Named-object pointing records
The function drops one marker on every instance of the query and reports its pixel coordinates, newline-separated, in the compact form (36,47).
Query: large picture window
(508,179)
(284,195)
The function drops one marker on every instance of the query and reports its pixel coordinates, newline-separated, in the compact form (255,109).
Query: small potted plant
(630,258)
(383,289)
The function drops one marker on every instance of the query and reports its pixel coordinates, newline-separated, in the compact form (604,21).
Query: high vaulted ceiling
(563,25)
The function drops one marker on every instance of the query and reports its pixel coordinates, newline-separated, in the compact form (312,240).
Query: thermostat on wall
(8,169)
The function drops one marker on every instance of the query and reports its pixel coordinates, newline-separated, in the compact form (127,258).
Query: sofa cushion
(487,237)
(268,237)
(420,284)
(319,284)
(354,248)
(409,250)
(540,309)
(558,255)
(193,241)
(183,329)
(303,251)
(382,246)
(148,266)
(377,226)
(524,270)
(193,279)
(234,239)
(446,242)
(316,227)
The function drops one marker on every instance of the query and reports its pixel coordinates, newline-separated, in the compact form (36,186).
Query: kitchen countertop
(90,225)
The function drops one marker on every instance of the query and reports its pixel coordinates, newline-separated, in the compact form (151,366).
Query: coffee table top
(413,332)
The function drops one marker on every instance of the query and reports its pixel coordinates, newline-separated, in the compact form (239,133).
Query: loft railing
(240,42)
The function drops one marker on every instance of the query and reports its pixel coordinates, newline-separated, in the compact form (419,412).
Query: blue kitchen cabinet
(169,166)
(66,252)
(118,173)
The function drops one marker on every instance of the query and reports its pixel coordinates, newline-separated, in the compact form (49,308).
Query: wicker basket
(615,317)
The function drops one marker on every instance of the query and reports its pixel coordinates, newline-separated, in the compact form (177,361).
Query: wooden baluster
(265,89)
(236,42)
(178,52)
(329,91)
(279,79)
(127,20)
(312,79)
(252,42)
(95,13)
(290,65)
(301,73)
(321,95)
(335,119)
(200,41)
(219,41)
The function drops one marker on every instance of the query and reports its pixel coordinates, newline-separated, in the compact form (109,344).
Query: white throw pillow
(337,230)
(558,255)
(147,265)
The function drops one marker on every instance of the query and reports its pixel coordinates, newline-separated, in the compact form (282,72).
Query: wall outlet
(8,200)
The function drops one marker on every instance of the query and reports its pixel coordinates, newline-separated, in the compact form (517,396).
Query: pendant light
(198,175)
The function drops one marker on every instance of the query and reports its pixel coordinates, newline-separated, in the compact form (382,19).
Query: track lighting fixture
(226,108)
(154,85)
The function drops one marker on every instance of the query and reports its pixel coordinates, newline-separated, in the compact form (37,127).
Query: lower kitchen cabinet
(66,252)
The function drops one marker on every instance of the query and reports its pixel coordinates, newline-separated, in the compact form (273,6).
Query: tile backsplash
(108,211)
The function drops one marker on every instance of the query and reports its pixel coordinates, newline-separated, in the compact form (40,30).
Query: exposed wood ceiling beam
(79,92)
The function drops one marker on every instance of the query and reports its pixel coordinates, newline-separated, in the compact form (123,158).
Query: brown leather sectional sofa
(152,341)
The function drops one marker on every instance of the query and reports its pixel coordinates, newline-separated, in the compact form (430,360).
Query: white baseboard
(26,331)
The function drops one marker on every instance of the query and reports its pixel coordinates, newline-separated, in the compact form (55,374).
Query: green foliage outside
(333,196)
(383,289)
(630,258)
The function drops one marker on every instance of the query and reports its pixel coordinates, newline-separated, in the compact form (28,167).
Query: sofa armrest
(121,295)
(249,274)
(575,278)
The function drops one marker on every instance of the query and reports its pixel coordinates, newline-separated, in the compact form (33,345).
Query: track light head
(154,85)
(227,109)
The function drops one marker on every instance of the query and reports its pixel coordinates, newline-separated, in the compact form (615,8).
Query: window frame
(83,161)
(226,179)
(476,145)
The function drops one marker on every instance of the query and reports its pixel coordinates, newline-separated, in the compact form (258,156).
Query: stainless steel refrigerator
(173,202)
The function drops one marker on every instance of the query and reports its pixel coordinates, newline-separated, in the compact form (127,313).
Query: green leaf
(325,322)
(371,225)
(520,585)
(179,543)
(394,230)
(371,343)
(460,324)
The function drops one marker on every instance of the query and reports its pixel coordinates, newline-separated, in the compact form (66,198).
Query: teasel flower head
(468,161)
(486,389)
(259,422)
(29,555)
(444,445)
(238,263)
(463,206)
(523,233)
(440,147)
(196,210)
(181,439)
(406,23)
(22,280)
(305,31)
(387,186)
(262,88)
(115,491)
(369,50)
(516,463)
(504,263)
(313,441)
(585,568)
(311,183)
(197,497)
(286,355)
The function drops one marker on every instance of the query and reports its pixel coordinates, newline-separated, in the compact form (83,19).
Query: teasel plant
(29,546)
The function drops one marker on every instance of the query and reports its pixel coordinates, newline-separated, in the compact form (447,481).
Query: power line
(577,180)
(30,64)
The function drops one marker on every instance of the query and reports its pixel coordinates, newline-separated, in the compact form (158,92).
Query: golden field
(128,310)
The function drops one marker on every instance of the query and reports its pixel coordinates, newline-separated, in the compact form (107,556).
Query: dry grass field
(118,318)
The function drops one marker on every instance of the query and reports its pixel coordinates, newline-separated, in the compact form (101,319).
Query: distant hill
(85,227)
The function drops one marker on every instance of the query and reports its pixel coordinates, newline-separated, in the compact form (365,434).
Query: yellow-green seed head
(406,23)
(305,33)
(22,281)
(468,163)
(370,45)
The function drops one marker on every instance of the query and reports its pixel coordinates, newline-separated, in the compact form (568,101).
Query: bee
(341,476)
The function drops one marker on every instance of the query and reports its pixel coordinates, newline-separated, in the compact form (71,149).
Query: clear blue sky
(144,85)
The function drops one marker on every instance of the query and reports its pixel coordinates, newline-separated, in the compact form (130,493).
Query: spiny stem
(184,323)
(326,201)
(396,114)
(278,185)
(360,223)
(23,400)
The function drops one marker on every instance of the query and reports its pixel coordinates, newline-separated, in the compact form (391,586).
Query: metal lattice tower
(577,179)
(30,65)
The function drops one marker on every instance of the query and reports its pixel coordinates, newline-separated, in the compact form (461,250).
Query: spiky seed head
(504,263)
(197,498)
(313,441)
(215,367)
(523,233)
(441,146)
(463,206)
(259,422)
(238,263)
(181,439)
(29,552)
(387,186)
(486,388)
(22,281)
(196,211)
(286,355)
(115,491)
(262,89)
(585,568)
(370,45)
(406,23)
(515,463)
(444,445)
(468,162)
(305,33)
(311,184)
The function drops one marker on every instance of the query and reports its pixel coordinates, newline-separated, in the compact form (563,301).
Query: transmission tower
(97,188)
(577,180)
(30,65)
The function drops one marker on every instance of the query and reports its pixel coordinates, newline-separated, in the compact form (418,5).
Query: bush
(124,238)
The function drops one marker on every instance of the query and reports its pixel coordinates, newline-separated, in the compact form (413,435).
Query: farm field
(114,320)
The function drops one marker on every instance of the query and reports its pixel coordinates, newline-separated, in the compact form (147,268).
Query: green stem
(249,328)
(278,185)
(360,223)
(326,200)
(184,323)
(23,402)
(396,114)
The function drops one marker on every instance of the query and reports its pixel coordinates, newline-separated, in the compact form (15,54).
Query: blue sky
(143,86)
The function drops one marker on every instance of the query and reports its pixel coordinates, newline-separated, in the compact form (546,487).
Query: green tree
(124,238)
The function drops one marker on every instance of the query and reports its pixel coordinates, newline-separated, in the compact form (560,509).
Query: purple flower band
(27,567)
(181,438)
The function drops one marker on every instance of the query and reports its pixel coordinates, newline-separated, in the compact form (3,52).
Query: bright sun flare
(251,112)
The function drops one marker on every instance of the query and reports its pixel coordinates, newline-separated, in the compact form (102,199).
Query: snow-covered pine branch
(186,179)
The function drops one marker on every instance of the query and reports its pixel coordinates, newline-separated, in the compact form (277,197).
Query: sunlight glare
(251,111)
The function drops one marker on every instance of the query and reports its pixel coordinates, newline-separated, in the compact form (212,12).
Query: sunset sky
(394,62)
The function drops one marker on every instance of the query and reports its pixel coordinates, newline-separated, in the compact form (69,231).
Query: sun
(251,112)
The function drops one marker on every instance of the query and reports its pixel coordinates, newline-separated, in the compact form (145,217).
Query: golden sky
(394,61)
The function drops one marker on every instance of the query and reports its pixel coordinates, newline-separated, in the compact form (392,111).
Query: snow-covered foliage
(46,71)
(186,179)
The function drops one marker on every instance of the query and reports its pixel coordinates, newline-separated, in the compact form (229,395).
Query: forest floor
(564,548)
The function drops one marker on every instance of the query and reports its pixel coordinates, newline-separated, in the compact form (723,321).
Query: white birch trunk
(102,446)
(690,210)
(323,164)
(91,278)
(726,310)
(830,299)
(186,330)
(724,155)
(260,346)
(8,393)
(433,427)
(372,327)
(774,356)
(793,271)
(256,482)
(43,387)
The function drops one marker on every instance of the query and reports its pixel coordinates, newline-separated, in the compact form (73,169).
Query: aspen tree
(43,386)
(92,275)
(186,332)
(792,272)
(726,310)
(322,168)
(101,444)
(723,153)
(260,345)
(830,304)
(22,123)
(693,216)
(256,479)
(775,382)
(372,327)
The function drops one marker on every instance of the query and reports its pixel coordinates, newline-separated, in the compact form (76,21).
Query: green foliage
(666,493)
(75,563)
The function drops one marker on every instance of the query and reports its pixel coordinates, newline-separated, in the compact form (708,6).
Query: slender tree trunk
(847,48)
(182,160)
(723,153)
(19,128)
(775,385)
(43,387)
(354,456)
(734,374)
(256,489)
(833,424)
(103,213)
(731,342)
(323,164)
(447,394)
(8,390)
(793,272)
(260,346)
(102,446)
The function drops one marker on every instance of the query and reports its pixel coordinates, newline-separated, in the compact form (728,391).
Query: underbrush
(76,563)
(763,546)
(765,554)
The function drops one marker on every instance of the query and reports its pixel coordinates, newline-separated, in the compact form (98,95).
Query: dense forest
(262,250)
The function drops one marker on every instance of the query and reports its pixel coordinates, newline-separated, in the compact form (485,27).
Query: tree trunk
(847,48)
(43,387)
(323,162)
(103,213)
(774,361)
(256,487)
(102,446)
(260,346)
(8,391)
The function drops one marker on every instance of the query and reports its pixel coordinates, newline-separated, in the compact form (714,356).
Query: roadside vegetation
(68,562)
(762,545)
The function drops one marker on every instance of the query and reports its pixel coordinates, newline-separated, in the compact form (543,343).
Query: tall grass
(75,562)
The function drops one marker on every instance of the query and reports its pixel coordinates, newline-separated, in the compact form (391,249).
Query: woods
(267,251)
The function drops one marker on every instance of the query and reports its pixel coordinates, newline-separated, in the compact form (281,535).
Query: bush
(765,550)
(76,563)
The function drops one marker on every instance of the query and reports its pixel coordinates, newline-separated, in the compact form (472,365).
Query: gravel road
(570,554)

WHAT THE TASK REQUIRES: Reproduce the lines word for word, starting at the one holding "compact form (543,343)." and ending at the final line of the material above.

EXERCISE SOLUTION:
The function drops one marker on every instance of the query and reports its pixel coordinates, newline-separated, in the compact form (543,343).
Query: tall grass
(75,562)
The function drops one marker on every instance of the query and reports its pixel coordinates, newline-separated, in the compact form (391,249).
Query: woods
(267,251)
The function drops one marker on every instance of the query and reports its pixel coordinates, newline-separated, in the compact form (281,535).
Query: bush
(765,550)
(76,563)
The function drops one marker on every instance of the query and reports its pixel coordinates, newline-separated, in the compact form (472,365).
Query: gravel road
(570,554)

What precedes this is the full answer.